== Assignment 1 ==
Retype the part of the passage on data brokers between "In a piece entitled" and "regulate Big Data.", inclusive.
== Assignment 2 ==
In the extract on data brokers, what scale does Klout usually use to measure social media influence?

== Extract provided ==
In a piece entitled “You for Sale,” Sunday’s New York Times raised important concerns about the data broker industry.  Let us add some more perils and seek to reframe the debate about how to regulate Big Data.

Data brokers like Acxiom (and countless others) collect and mine a mind-boggling array of data about us, including Social Security numbers, property records, public-health data, criminal justice sources, car rentals, credit reports, postal and shipping records, utility bills, gaming, insurance claims, divorce records, online musings, browsing habits culled by behavioral advertisers, and the gold mine of drug- and food-store records.  They scrape our social network activity, which with a little mining can reveal our undisclosed sexual preferences, religious affiliations, political views, and other sensitive information.  They may integrate video footage of our offline shopping.  With the help of facial-recognition software, data mining algorithms factor into our dossiers the over-the-counter medicines we pick up, the books we browse, and the pesticides we contemplate buying for our backyards.  Our social media influence scores may make their way into the mix.  Companies, such as Klout, measure our social media influence, usually on a scale from one to 100.  They use variables like the number of our social media followers, frequency of updates, and number of likes, retweets, and shares.  What’s being tracked and analyzed about our online and offline behavior is accelerating – with no sign of slowing down and no assured way to find out.

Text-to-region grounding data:
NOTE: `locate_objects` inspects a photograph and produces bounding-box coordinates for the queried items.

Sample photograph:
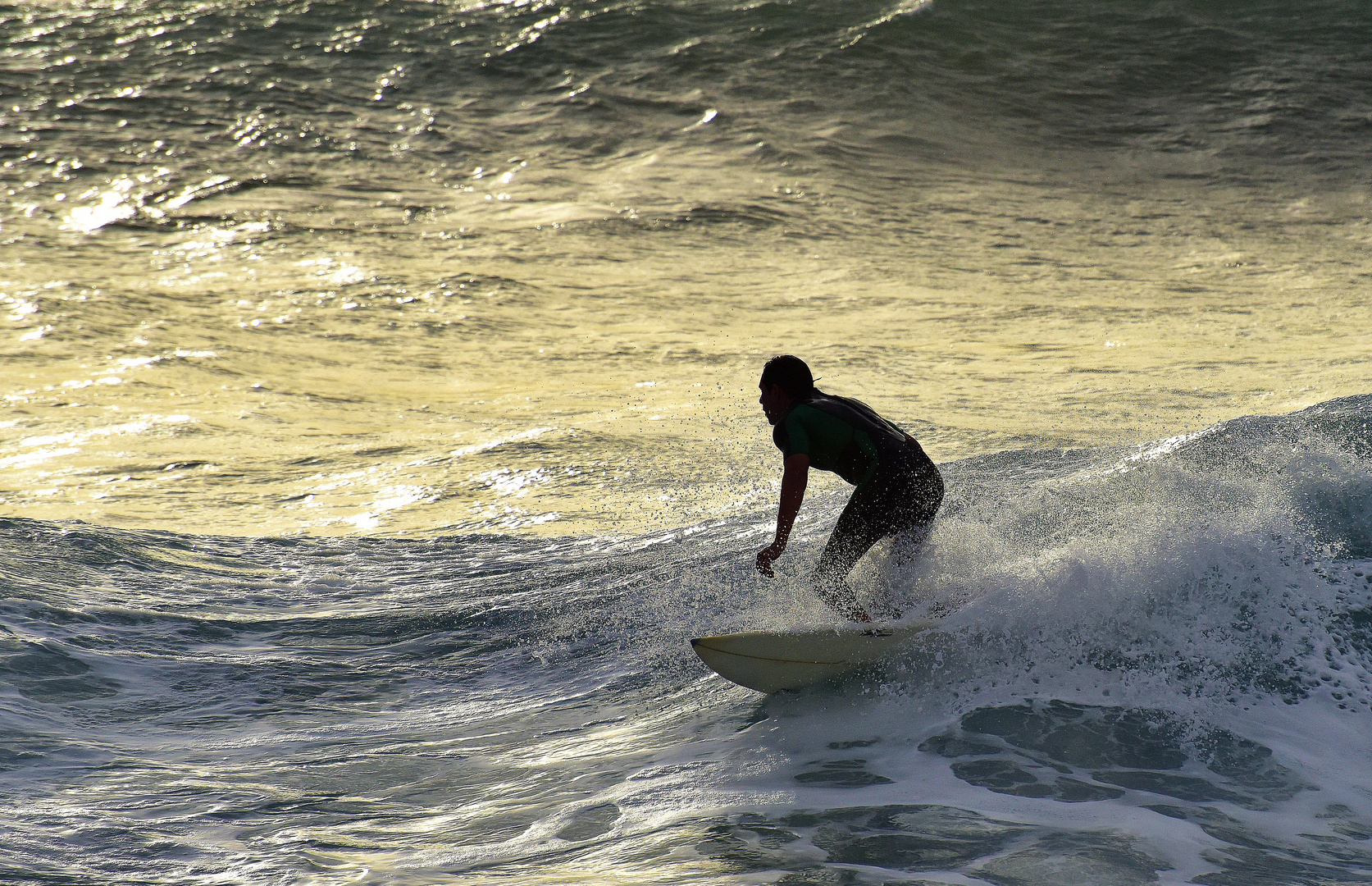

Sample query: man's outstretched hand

[757,541,786,579]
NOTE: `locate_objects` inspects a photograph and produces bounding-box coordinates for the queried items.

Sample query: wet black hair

[762,354,815,396]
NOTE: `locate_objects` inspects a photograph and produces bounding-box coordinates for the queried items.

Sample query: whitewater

[0,0,1372,886]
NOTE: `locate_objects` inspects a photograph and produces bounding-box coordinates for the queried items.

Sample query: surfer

[757,354,944,621]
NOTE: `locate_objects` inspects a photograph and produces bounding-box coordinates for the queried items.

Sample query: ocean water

[0,0,1372,886]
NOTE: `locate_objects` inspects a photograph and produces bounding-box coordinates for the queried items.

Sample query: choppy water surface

[0,0,1372,886]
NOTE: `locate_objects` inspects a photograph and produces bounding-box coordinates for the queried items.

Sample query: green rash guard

[773,395,905,486]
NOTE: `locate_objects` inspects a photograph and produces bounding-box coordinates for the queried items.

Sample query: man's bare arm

[757,454,809,578]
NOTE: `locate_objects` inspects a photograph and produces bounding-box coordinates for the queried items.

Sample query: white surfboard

[691,621,934,692]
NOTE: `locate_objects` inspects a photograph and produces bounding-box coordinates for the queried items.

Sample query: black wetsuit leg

[814,449,944,619]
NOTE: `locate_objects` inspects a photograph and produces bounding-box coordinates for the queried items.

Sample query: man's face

[757,381,791,425]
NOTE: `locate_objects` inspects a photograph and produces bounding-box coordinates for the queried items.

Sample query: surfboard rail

[691,621,936,694]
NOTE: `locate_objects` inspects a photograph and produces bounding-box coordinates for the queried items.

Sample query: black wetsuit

[773,390,944,617]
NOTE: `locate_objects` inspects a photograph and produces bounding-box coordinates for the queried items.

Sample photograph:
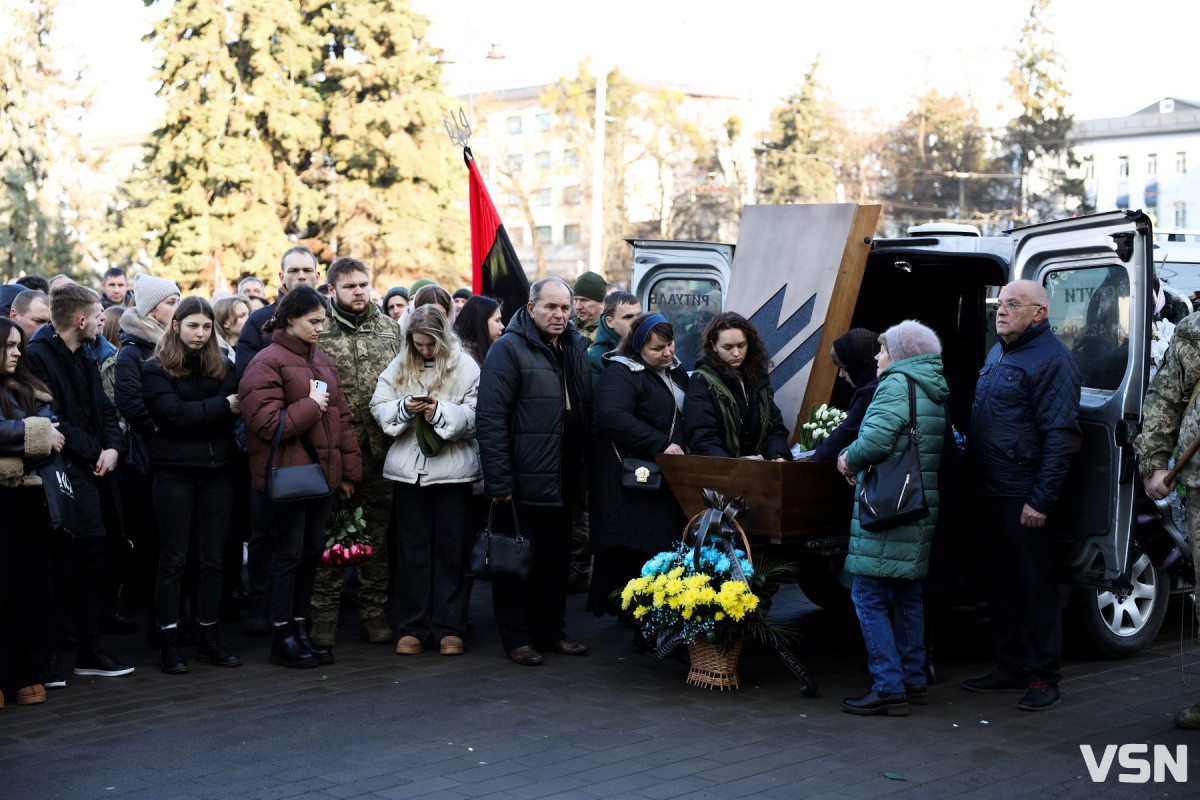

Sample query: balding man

[962,281,1080,711]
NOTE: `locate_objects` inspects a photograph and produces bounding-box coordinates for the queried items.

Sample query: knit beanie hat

[880,319,942,361]
[133,272,182,317]
[574,272,608,302]
[833,327,880,380]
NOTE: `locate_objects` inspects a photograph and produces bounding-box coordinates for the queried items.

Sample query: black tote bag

[263,408,334,503]
[858,375,929,531]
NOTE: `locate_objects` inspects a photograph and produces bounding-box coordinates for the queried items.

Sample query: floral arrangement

[320,505,374,566]
[798,403,846,451]
[620,542,760,646]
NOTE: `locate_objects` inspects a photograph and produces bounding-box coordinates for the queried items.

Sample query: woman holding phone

[238,285,362,668]
[371,305,480,656]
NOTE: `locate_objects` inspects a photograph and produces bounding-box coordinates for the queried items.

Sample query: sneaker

[1016,680,1062,711]
[961,669,1030,692]
[42,656,67,688]
[74,648,133,678]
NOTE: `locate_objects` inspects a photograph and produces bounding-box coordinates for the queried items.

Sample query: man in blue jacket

[475,278,592,667]
[962,281,1080,711]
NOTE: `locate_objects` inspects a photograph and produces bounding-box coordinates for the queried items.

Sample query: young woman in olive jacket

[588,314,688,616]
[142,297,241,674]
[238,285,362,668]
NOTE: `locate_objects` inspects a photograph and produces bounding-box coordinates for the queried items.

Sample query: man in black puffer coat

[962,281,1080,711]
[475,278,592,666]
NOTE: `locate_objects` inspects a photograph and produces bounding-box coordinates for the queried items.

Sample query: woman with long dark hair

[0,317,66,708]
[371,305,480,656]
[238,285,362,668]
[683,311,791,461]
[588,314,688,616]
[142,297,241,674]
[454,295,504,366]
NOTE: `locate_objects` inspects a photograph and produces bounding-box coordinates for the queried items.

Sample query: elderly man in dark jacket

[26,284,133,687]
[475,278,592,666]
[962,281,1080,711]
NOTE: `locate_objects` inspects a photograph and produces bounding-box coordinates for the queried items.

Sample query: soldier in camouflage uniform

[1134,313,1200,729]
[312,258,401,646]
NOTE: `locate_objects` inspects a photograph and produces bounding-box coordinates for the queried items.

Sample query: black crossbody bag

[858,375,929,531]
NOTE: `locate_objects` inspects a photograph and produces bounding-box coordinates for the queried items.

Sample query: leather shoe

[550,639,592,656]
[841,691,908,717]
[17,684,46,705]
[509,645,541,667]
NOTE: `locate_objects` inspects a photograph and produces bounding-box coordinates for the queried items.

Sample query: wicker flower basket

[688,639,742,692]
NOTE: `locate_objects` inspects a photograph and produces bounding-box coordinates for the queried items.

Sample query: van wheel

[1072,552,1170,658]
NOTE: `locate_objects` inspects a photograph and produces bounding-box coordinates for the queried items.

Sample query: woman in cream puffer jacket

[371,305,480,655]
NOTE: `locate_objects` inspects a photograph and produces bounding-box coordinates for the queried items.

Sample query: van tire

[1069,546,1171,658]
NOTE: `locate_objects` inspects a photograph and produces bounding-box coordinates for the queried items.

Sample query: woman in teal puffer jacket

[838,320,949,716]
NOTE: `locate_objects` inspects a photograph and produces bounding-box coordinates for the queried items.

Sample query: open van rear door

[1010,211,1153,587]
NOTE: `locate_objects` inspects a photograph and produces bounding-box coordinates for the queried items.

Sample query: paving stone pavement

[0,584,1200,800]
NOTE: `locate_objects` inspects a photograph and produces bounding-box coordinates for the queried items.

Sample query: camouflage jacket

[317,303,403,462]
[1133,313,1200,488]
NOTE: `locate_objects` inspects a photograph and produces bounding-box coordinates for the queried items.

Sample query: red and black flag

[462,148,529,325]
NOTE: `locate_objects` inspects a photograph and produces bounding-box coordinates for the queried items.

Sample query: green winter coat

[842,354,950,581]
[588,314,620,389]
[317,303,403,463]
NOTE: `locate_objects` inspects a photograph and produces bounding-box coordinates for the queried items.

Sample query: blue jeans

[851,575,925,694]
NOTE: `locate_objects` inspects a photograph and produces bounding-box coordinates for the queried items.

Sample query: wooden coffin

[655,453,853,552]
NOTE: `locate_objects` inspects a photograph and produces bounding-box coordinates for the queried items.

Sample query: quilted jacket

[967,321,1080,513]
[845,354,950,581]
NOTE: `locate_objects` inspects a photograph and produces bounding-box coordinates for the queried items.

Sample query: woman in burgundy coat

[238,285,362,667]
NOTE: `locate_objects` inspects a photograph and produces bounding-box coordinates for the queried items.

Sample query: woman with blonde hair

[212,294,251,359]
[371,303,480,656]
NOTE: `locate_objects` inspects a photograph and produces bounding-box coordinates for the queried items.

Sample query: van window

[646,278,724,369]
[1045,266,1129,389]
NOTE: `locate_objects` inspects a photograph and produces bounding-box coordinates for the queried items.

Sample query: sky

[42,0,1200,138]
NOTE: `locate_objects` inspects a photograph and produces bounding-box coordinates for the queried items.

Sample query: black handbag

[264,408,334,503]
[470,503,533,583]
[858,375,929,531]
[32,455,78,534]
[612,409,679,492]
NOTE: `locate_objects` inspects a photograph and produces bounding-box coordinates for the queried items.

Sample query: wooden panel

[656,455,853,542]
[725,203,880,431]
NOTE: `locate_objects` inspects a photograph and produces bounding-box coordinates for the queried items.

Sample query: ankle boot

[196,625,241,667]
[292,619,334,664]
[271,625,317,669]
[158,627,187,675]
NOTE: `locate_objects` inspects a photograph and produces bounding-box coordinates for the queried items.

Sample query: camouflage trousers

[312,463,392,625]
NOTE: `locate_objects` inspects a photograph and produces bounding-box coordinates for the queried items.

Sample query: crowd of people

[0,246,1194,734]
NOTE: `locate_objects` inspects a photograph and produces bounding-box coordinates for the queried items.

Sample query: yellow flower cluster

[620,566,758,621]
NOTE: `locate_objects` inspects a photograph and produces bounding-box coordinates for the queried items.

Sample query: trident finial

[443,106,470,148]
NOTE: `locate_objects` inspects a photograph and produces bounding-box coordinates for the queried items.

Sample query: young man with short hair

[26,283,133,687]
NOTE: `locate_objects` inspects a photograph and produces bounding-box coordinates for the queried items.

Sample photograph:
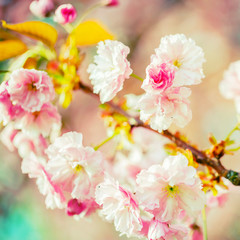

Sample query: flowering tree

[0,0,240,240]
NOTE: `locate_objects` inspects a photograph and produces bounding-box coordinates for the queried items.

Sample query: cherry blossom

[142,63,175,92]
[106,0,119,7]
[15,103,61,136]
[88,40,132,103]
[53,4,77,25]
[6,69,55,112]
[96,176,142,237]
[67,198,99,217]
[0,82,24,125]
[29,0,54,18]
[151,34,205,86]
[46,132,103,201]
[148,220,188,240]
[138,87,192,132]
[136,154,205,221]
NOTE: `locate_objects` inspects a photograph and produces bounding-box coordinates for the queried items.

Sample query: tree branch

[75,82,240,186]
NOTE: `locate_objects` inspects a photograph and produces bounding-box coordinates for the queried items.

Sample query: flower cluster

[0,0,234,237]
[96,154,205,240]
[138,34,205,132]
[88,34,205,132]
[88,40,132,103]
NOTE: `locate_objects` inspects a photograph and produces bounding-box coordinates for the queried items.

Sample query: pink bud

[107,0,119,7]
[54,4,77,25]
[29,0,54,17]
[67,198,86,216]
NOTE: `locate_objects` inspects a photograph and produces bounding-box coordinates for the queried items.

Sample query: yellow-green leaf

[0,28,17,40]
[68,20,114,46]
[2,21,58,47]
[0,39,27,61]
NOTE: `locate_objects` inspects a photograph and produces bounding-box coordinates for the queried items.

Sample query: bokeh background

[0,0,240,240]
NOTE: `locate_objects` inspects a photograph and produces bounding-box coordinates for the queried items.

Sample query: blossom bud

[107,0,119,7]
[29,0,54,18]
[54,4,77,25]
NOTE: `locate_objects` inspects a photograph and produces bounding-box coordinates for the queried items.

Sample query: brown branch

[76,82,240,186]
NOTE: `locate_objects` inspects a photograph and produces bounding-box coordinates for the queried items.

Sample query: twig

[77,82,240,186]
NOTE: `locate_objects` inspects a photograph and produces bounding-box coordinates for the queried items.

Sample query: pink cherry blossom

[6,69,55,112]
[137,87,192,132]
[136,154,205,221]
[148,220,188,240]
[46,132,103,201]
[29,0,54,18]
[142,63,175,92]
[0,82,24,125]
[191,224,204,240]
[151,34,205,86]
[113,127,168,186]
[15,103,61,137]
[54,4,77,25]
[206,187,228,209]
[96,176,142,237]
[219,61,240,113]
[107,0,119,7]
[0,122,18,152]
[88,40,132,103]
[67,198,99,217]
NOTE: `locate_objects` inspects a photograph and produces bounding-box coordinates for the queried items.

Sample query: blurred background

[0,0,240,240]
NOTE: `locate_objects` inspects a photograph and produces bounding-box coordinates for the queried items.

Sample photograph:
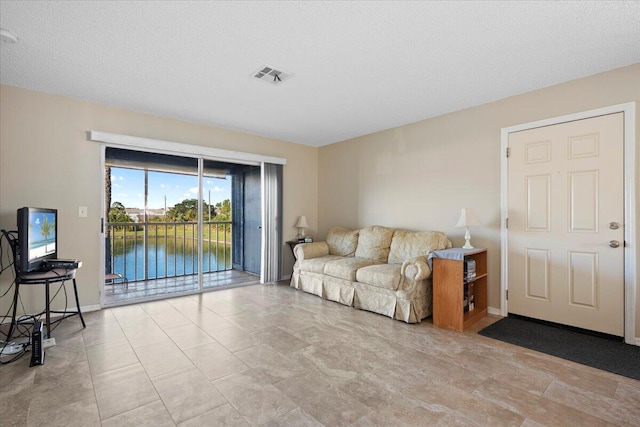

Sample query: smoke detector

[251,65,293,86]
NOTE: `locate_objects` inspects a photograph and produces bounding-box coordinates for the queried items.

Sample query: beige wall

[318,64,640,335]
[0,85,318,313]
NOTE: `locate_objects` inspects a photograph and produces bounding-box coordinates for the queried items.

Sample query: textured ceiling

[0,0,640,146]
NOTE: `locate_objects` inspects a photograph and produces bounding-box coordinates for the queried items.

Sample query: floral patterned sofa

[291,226,451,323]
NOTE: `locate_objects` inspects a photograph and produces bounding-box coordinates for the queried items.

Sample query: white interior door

[508,113,624,336]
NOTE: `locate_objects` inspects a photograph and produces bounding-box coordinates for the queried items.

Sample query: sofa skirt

[290,271,432,323]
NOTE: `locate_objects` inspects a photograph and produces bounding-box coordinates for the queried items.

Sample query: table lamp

[296,215,309,240]
[456,208,480,249]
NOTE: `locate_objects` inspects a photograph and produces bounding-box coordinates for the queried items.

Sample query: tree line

[108,199,231,223]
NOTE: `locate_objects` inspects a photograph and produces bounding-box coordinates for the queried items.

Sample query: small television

[15,207,58,273]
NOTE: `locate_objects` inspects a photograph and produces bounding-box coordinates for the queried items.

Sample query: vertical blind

[260,162,282,283]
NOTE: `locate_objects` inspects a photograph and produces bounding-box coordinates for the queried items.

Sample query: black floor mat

[479,316,640,380]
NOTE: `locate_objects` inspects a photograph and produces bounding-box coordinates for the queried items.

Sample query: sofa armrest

[400,256,431,281]
[293,242,329,261]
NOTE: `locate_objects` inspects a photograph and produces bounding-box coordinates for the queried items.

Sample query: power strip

[0,343,27,356]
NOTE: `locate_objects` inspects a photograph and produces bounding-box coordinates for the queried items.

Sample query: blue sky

[111,167,231,209]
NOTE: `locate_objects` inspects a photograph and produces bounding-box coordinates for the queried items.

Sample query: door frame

[500,102,640,346]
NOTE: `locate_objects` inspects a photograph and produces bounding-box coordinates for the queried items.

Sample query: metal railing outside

[105,221,232,281]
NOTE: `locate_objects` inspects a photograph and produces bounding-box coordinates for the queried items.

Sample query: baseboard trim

[487,307,502,316]
[80,304,102,313]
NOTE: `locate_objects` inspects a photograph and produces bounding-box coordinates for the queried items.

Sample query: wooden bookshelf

[433,249,487,331]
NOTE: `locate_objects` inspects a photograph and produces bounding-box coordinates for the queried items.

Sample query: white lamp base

[462,227,473,249]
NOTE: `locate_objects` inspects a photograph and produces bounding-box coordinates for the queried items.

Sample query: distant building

[125,208,165,222]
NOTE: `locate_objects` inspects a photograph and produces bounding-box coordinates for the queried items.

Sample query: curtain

[260,162,282,283]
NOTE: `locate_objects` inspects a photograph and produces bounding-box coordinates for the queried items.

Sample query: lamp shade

[296,215,309,228]
[456,208,480,227]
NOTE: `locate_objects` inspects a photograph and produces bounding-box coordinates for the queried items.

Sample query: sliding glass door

[104,148,238,304]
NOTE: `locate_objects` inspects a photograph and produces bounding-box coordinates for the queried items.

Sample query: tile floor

[0,284,640,427]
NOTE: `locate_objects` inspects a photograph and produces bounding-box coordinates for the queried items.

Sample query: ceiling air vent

[252,65,293,86]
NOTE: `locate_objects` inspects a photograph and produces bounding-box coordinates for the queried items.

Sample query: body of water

[111,238,231,281]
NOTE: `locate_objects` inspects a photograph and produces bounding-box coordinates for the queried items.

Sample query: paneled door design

[508,113,624,336]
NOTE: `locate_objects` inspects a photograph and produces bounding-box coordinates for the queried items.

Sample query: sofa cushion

[327,227,358,256]
[356,264,401,291]
[296,255,341,274]
[389,230,451,264]
[324,257,376,282]
[355,225,393,262]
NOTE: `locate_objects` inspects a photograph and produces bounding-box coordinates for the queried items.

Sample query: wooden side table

[287,240,304,259]
[433,249,487,331]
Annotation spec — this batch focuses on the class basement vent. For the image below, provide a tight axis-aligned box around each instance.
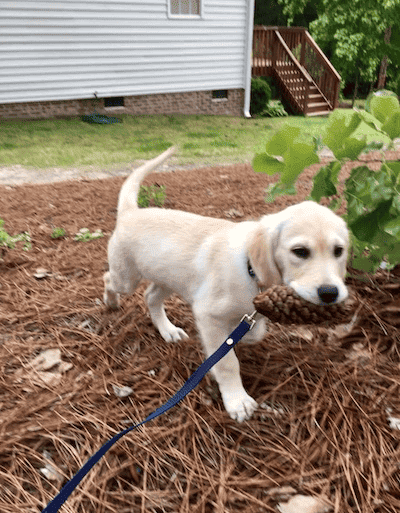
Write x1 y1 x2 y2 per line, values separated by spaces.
212 89 228 100
104 96 124 107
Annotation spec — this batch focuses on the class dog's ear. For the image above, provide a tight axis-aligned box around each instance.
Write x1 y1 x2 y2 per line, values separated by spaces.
248 227 282 289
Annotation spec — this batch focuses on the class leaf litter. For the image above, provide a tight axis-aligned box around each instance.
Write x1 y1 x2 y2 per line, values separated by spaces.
0 158 400 513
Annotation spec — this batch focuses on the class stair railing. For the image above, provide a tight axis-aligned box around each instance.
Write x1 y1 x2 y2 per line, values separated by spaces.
272 30 313 115
253 26 341 112
301 30 341 109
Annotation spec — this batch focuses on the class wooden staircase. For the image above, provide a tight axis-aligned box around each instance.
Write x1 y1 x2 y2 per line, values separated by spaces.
252 26 341 116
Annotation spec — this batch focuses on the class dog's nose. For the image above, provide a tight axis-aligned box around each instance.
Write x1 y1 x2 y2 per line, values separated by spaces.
318 285 339 303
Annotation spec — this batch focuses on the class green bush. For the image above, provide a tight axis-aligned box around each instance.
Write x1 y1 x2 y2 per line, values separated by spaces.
253 95 400 272
250 78 272 116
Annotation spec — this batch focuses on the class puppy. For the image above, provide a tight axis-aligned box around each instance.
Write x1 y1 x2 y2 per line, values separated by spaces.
104 151 349 422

== Written reply 1 ==
In a piece entitled “You for Sale,” Sunday’s New York Times raised important concerns about the data broker industry.  Let us add some more perils and seek to reframe the debate about how to regulate Big Data.

== Written reply 2 ==
A scale from one to 100.